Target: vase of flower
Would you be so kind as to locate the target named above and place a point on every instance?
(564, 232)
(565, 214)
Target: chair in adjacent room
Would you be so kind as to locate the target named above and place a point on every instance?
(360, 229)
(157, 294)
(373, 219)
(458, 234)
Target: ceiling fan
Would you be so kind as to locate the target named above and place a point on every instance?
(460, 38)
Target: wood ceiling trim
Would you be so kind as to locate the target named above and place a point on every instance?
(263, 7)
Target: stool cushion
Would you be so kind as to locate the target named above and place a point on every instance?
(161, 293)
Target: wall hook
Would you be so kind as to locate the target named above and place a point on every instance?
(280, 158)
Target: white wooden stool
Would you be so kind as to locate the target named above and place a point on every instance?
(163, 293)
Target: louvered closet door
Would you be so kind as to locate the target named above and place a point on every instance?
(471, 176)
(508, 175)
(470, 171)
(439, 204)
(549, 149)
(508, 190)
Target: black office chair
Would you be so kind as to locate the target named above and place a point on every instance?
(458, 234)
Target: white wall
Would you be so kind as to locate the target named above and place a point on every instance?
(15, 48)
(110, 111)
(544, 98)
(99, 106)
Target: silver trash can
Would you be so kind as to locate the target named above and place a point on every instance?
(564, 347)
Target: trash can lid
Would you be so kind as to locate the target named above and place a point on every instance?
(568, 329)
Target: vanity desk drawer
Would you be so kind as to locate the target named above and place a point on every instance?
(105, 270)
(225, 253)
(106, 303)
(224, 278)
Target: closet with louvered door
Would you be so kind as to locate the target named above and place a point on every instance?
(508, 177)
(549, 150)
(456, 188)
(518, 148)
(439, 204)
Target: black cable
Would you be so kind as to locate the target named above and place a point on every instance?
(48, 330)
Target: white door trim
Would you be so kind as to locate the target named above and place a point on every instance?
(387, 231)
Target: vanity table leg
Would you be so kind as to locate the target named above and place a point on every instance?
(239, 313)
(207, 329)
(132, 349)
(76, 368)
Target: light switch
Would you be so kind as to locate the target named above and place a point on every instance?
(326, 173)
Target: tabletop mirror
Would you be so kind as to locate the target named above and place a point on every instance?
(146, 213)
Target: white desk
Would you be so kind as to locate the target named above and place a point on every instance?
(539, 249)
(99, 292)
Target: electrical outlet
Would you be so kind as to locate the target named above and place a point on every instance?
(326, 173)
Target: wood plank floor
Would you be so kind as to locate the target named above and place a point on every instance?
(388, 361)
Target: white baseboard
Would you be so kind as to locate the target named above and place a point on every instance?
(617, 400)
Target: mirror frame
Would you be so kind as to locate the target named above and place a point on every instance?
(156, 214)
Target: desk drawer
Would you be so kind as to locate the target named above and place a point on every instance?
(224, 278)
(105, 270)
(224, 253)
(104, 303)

________________

Give back, word for word, the lines of the records, starting with the line that has "Target: electrical outlet" and going on through the last line of the records.

Target: electrical outlet
Would you be so kind as to locate the target named above and place a point on every instance?
(326, 173)
Target: wood plank floor
Would you be so kind as to locate the target named above and place a point on every instance?
(388, 361)
Target: white baseboard
Would you be so kind as to locate the target named above and place a point on every instance?
(617, 400)
Target: mirror frame
Would you be so kind as to locate the target named above and place a point on every instance?
(156, 214)
Target: desk drawer
Would you be so kind as to locate the target named above and place a point on every instance?
(224, 278)
(105, 270)
(224, 253)
(104, 303)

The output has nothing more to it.